DOCUMENT SEGMENT:
----------------

A drug-carrying molecule designed to cure disease by slipping past the lung’s natural defenses offers new hope for people with chronic or deadly respiratory diseases, say its creators, researchers in assistant professor Liheng Cai’s Soft Biomatter Lab at the University of Virginia School of Engineering and Applied Science.
Cai and his team, including materials science and engineering Ph.D. student Baiqiang Huang and biomedical engineering Ph.D. student Zhi-Jian He, successfully demonstrated the nanocarrier’s effectiveness using the lab’s own “micro-human airway.” The device captures the geometric and biological features of human airways.
They describe their findings in a paper published in the journal ACS Nano.
Sneaking past our defenses
Our lungs have layers of protection that trap and transport pathogens or inhaled particles out of the respiratory system to prevent us from getting sick. Every time you blow your nose, the system is working.
“Unfortunately, those same barriers also stop medicine from reaching targeted cells, making it hard to treat diseases such as asthma, chronic obstructive pulmonary disease and pulmonary fibrosis,” Huang said.

----------------

EXERCISE REQUIREMENTS:
[A] According to the nanocarrier article, which journal published the team's paper?
[B] Reproduce verbatim the part of the nanocarrier article that opens with the words containing "A drug-carrying molecule" and closes with "journal ACS Nano.".
Use only the nanocarrier article above when responding.

----------------

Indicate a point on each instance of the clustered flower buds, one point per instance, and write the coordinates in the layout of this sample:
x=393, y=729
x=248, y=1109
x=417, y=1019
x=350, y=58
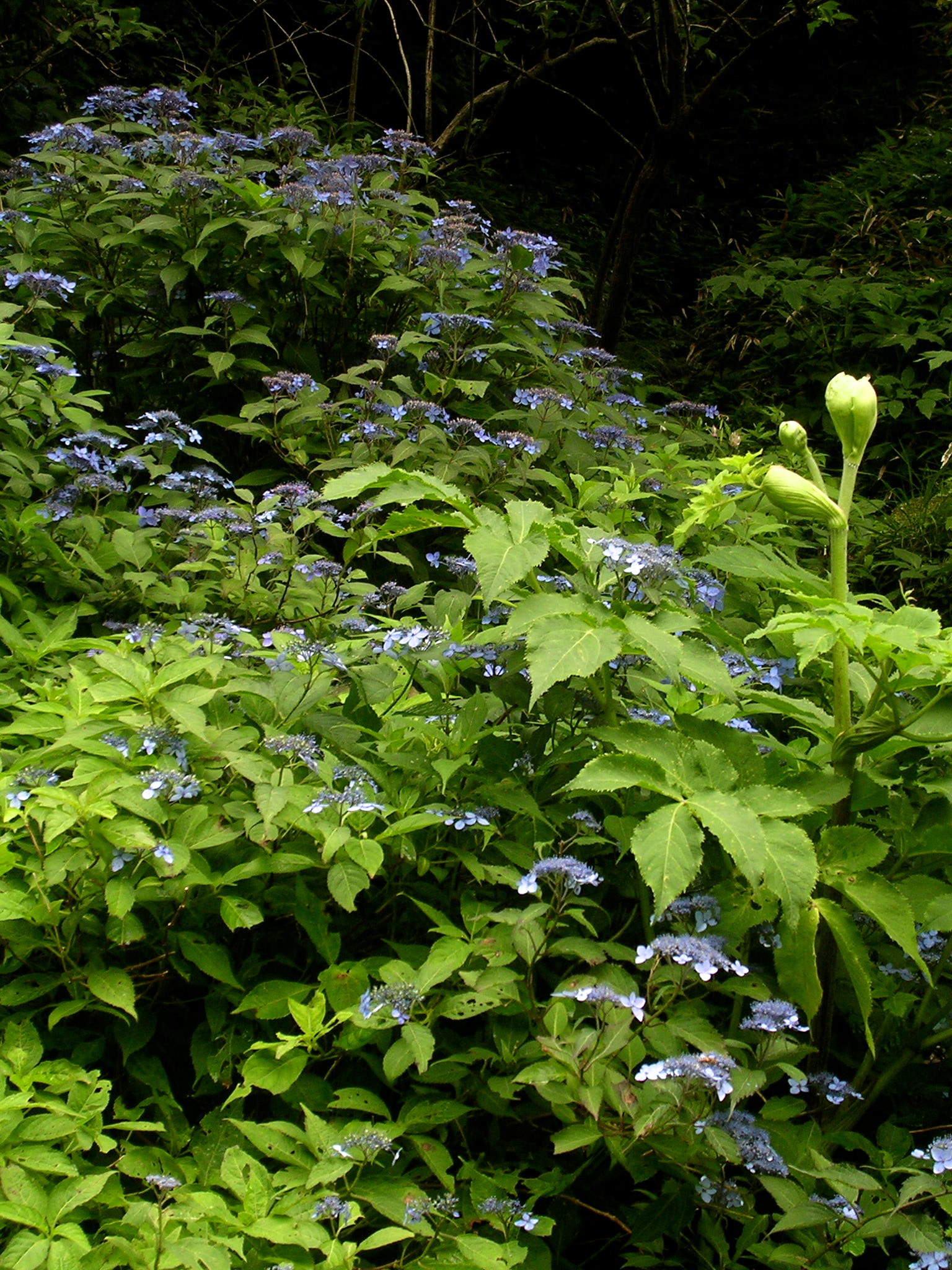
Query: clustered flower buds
x=798, y=495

----------------

SOLUTIONS TO THE TASKS:
[A] ACS Nano.

[B]
A drug-carrying molecule designed to cure disease by slipping past the lung’s natural defenses offers new hope for people with chronic or deadly respiratory diseases, say its creators, researchers in assistant professor Liheng Cai’s Soft Biomatter Lab at the University of Virginia School of Engineering and Applied Science.
Cai and his team, including materials science and engineering Ph.D. student Baiqiang Huang and biomedical engineering Ph.D. student Zhi-Jian He, successfully demonstrated the nanocarrier’s effectiveness using the lab’s own “micro-human airway.” The device captures the geometric and biological features of human airways.
They describe their findings in a paper published in the journal ACS Nano.